_Stored records_
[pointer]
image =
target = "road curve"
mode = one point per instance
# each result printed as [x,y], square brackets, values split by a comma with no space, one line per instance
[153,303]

_What to do_
In the lines above, swap "road curve" for "bend in the road" and leave everything else untouched.

_Complete output_
[pointer]
image =
target = "bend in the road"
mode = one point per instance
# each result printed as [x,y], square brackets, values split by a comma with no space, one line per instance
[153,303]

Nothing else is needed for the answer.